## Exercise instructions
Omit every picture. Return all other data as it stands.

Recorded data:
*** Begin section ***

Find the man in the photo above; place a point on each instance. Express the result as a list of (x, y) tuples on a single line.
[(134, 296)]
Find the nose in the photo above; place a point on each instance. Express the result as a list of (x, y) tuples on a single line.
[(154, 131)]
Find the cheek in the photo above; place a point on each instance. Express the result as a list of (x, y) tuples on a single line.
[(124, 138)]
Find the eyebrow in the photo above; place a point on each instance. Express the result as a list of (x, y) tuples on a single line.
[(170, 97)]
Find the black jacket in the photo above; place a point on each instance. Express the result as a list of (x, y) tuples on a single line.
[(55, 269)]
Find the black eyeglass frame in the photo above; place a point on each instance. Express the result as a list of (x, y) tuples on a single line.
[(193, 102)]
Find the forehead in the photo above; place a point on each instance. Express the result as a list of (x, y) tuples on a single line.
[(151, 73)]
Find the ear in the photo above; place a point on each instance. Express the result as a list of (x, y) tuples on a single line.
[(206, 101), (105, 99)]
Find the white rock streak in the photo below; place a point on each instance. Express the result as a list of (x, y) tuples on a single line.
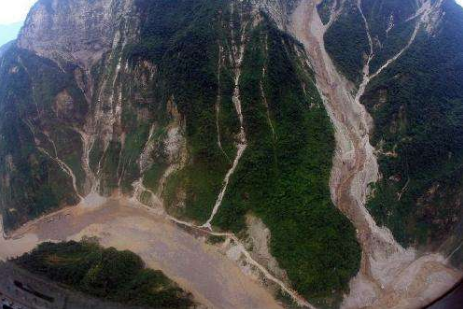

*** End section ***

## Solution below
Find the man in the photo above; place a point on each instance. Express the result as a list of (x, y) tuples on a single line.
[(134, 296)]
Find the nose in the photo above; place a point on each instance. Express the result as a list of (x, y) tuples on a single line.
[(154, 131)]
Find the cheek in the photo above; place a point on each instance. Express the result as a list of (x, y) tuples on a single line.
[(124, 138)]
Find the eyebrow in the photo above; place a point on each instance. Express the result as a list of (x, y) tuples on a single line.
[(170, 97)]
Find the black jacket in the photo above; place a point on each instance. Express the result as a list of (x, y) tuples on a single line.
[(55, 269)]
Find the black eyeglass frame in the photo above; place a point on each instance. Express the result as a list of (x, y) tuples on a single line.
[(193, 102)]
Find the forehead in the photo above; place a point on each instance. Express the result as a list of (x, y) tuples on a single line.
[(151, 73)]
Find the ear in the photo above; place a point on each instance. Express the result as a list of (x, y) tuples on a single line.
[(206, 101), (105, 99)]
Find the white rock streak in the photo below; place a point on each instance. Express the result as a list of (x, y) tuples on a single line.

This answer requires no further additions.